PROBLEMS
- a) Summarize the Last Post Ceremony film record in two sentences.
- b) In the Last Post Ceremony record, rewrite the passage starting with "The Last Post Ceremony is" and going on through "First World War.", changing "Commemorative area" to "Commemorative Courtyard".

--- TEXT BLOCK ---

The Last Post Ceremony commemorating the service of (581) Private Thomas O’Leary, 7th Battalion, AIF, First World War

Place Middle East: Ottoman Empire, Turkey, Dardanelles
Accession Number PAFU2014/430.01
Collection type Film
Object type Last Post film
Physical description 16:9
Maker Australian War Memorial
Place made Australia: Australian Capital Territory, Canberra, Campbell
Date made 17 November 2014
Access Open
Conflict First World War, 1914-1918
Copyright Item copyright: © Australian War Memorial
Creative Commons License This item is licensed under CC BY-NC
Copying Provisions Copyright restrictions apply. Only personal, non-commercial, research and study use permitted. Permission of copyright holder required for any commercial use and/or reproduction.
Description

The Last Post Ceremony is presented in the Commemorative area of the Australian War Memorial each day. The ceremony commemorates more than 102,000 Australians who have given their lives in war and other operations and whose names are recorded on the Roll of Honour. At each ceremony the story behind one of the names on the Roll of Honour is told. Hosted by Charis May, the story for this day was on (581) Private Thomas O’Leary, 7th Battalion, AIF, First World War.

Film order form
Speech transcript

581 Private Thomas O’Leary, 7th Battalion, AIF
DOW 25 April 1915
No photograph in collection

Story delivered 17 November 2014

Today we remember and pay tribute to Private Thomas O’Leary.

--- LISTED ENTRIES ---

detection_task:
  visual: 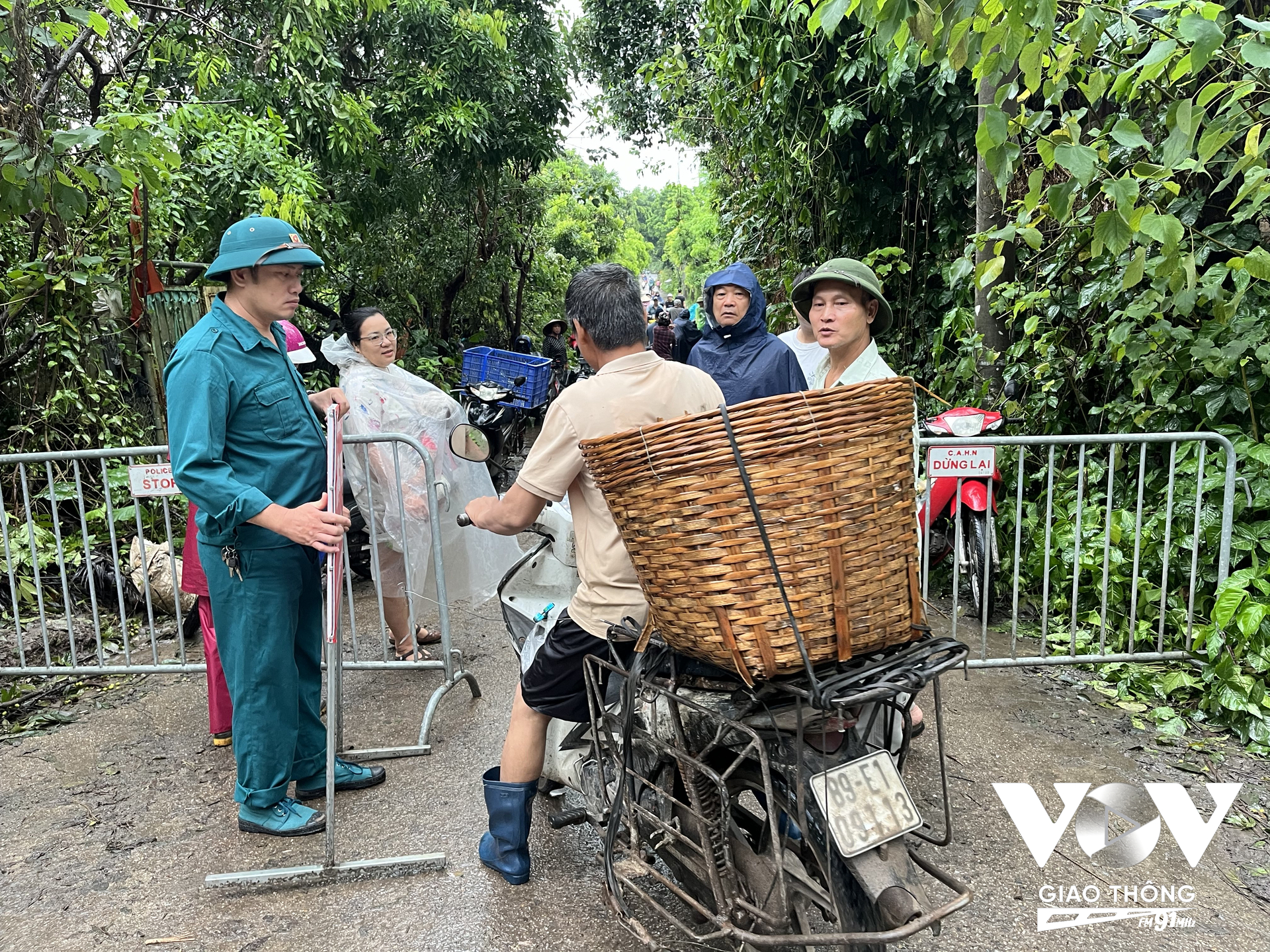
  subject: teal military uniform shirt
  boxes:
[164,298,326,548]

---
--- LISTED ENTRIES ---

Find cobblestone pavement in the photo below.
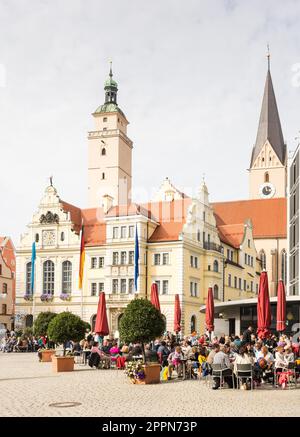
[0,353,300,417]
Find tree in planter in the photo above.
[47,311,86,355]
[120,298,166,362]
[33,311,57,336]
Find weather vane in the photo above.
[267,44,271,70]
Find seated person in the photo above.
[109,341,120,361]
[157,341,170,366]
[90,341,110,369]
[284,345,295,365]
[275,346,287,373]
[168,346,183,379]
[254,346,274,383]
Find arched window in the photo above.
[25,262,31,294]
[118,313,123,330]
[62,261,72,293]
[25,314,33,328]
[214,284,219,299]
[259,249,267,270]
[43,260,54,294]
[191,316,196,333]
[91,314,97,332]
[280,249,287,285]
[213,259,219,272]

---
--- LISTED ENTRIES ---

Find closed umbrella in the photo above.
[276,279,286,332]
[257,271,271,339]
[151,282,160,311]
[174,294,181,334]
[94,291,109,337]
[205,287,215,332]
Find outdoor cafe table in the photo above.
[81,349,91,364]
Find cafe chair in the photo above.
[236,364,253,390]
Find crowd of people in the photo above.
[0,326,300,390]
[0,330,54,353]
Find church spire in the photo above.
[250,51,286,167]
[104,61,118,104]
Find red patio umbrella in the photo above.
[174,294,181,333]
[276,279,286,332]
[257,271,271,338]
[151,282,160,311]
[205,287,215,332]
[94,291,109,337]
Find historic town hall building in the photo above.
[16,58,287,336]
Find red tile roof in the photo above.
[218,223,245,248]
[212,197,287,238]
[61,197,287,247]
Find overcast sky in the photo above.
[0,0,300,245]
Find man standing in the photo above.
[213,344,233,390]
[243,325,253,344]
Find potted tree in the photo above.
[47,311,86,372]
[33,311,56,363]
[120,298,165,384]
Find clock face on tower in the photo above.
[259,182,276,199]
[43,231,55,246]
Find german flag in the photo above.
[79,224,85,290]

---

ANSWERS PER TASK
- a) The record describes a Last Post film made by the Australian War Memorial in Campbell, Canberra, on 17 November 2014, commemorating (581) Private Thomas O’Leary, 7th Battalion, AIF, First World War. The ceremony, presented each day in the Memorial's Commemorative area, honors more than 102,000 Australians named on the Roll of Honour, and this one was hosted by Charis May.

- b)
The Last Post Ceremony is presented in the Commemorative Courtyard of the Australian War Memorial each day. The ceremony commemorates more than 102,000 Australians who have given their lives in war and other operations and whose names are recorded on the Roll of Honour. At each ceremony the story behind one of the names on the Roll of Honour is told. Hosted by Charis May, the story for this day was on (581) Private Thomas O’Leary, 7th Battalion, AIF, First World War.